Excerpts from location labeling data
* * * *

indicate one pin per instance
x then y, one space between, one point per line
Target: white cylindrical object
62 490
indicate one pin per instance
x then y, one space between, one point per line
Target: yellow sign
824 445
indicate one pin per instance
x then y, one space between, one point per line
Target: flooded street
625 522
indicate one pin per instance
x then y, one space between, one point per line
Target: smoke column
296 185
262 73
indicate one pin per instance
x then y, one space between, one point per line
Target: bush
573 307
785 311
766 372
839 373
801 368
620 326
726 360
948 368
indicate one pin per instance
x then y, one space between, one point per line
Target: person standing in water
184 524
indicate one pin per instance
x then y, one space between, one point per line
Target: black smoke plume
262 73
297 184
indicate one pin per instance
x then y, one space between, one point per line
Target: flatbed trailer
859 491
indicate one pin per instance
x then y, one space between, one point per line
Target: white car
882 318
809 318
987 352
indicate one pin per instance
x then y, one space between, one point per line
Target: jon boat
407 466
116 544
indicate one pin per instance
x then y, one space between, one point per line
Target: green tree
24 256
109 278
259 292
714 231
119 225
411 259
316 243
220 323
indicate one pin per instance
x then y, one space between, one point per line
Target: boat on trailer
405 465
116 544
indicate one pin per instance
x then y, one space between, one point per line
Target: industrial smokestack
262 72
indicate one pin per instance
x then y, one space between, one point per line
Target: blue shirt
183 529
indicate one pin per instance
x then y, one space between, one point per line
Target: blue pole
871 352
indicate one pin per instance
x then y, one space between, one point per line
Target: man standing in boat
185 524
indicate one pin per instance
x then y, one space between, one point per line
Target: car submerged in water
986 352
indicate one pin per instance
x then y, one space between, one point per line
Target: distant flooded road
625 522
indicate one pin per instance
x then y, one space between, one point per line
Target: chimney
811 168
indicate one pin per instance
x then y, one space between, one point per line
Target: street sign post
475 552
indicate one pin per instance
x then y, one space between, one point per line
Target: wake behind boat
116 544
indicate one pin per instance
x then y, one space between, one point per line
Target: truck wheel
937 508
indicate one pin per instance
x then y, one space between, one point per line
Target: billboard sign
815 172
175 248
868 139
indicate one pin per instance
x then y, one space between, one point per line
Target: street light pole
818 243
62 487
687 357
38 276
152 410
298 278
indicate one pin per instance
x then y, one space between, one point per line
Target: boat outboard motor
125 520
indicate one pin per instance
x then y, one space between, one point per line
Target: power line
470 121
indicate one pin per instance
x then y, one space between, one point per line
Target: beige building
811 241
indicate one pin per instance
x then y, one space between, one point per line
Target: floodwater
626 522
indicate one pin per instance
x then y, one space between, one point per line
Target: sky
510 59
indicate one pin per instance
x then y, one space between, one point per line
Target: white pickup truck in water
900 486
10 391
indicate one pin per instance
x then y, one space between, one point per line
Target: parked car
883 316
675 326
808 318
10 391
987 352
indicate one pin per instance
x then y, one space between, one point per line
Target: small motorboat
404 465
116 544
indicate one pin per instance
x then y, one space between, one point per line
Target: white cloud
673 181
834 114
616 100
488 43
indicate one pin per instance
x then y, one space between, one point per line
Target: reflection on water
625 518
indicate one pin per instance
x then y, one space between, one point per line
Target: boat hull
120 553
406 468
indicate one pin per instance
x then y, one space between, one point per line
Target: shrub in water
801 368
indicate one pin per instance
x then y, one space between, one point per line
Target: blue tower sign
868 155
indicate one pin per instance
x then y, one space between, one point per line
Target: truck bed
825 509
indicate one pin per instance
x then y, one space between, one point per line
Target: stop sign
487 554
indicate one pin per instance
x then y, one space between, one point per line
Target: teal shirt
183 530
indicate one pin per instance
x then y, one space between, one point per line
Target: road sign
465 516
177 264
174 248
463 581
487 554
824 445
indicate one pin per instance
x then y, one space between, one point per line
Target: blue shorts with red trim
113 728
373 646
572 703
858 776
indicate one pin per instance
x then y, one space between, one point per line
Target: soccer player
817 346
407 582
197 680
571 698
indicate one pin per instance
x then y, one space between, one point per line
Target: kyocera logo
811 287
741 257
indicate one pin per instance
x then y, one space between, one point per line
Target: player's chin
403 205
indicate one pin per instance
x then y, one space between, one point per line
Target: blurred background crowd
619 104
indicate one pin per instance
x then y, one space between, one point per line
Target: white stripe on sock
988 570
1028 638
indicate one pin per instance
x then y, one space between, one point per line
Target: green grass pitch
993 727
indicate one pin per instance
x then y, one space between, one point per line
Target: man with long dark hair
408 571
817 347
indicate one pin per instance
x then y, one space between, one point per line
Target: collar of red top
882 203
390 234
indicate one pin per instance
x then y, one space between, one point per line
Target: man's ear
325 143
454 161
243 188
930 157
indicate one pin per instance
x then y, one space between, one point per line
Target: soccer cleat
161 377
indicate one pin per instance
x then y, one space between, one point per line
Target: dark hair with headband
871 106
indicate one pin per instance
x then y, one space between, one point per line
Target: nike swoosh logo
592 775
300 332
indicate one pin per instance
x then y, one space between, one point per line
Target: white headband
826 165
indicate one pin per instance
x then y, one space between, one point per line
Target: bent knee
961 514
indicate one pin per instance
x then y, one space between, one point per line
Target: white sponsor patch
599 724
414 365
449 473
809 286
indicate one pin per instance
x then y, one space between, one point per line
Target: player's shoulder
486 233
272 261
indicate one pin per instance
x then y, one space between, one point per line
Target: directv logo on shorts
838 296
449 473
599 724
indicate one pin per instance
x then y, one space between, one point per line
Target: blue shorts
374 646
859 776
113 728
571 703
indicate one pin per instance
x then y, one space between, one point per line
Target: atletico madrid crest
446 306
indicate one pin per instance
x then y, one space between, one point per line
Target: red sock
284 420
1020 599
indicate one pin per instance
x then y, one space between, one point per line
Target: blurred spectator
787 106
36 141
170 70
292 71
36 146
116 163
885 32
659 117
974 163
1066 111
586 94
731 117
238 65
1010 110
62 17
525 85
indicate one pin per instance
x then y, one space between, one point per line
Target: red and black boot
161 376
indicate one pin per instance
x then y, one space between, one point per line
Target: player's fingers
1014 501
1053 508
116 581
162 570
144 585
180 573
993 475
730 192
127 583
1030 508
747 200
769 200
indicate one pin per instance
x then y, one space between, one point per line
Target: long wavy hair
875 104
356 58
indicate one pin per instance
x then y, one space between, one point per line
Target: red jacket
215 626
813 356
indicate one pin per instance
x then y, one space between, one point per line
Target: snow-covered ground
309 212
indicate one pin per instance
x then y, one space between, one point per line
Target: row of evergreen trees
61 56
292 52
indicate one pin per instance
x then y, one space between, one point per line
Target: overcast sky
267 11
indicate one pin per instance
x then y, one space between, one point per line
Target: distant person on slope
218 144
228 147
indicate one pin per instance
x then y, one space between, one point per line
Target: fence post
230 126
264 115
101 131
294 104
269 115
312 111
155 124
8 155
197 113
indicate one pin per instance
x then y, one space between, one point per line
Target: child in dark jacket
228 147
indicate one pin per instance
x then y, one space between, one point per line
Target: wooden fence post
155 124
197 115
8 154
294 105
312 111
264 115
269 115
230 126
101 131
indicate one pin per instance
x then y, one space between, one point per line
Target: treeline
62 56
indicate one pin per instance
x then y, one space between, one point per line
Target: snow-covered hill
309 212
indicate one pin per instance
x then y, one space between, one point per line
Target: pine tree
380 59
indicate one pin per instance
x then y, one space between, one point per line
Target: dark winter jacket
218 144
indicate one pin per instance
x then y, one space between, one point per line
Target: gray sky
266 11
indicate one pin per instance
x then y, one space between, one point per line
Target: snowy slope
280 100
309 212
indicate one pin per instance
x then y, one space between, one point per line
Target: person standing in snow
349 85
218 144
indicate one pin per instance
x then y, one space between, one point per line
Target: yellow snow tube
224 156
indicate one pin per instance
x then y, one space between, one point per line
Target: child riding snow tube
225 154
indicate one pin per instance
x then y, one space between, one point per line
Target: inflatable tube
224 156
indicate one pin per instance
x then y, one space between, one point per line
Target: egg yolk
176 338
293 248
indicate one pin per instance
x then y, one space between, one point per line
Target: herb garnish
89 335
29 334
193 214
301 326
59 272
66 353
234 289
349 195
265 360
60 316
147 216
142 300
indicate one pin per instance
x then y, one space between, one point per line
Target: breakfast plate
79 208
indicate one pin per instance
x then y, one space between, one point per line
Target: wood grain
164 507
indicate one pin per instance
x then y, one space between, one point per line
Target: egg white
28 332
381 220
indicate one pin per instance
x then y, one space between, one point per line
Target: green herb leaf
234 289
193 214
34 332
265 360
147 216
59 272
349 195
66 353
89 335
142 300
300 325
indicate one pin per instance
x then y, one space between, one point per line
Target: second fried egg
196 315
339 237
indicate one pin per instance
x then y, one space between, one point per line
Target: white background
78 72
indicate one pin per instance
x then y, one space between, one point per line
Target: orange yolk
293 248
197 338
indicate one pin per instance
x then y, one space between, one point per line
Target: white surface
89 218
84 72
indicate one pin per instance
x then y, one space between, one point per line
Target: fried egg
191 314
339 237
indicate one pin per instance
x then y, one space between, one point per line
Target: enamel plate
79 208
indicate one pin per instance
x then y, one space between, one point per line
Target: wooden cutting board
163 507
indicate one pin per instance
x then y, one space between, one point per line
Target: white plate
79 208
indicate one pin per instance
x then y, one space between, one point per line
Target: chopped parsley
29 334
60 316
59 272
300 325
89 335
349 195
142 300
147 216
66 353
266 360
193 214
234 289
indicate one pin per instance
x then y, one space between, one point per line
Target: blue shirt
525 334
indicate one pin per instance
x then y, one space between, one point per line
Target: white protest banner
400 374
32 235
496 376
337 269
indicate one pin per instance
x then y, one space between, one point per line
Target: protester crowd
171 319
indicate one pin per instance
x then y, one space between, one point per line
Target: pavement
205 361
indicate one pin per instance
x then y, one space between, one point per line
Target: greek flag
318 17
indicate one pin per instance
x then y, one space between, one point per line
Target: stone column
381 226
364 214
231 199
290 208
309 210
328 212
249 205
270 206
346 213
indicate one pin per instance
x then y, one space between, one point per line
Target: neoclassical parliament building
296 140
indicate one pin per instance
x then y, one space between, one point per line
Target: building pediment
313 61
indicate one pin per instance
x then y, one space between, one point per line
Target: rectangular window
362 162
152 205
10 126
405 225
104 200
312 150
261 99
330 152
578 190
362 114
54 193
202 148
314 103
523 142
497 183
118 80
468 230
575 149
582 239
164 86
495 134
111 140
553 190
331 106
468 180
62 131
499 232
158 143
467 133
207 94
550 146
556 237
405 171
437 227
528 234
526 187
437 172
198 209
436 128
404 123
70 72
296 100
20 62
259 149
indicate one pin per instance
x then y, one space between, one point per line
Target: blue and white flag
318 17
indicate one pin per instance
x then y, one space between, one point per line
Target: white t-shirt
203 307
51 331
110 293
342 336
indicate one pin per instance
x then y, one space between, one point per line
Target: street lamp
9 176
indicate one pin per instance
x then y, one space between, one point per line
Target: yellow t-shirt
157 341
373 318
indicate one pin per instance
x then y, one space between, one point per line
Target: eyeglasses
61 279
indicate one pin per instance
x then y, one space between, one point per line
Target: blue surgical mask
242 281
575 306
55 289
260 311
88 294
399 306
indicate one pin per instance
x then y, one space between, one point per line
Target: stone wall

* * * *

Please select every line in the items above that contains the word "person", and copy each one in full. Case counts.

### Task answer
Target: person standing in water
Target: distant person on slope
Target: person standing in snow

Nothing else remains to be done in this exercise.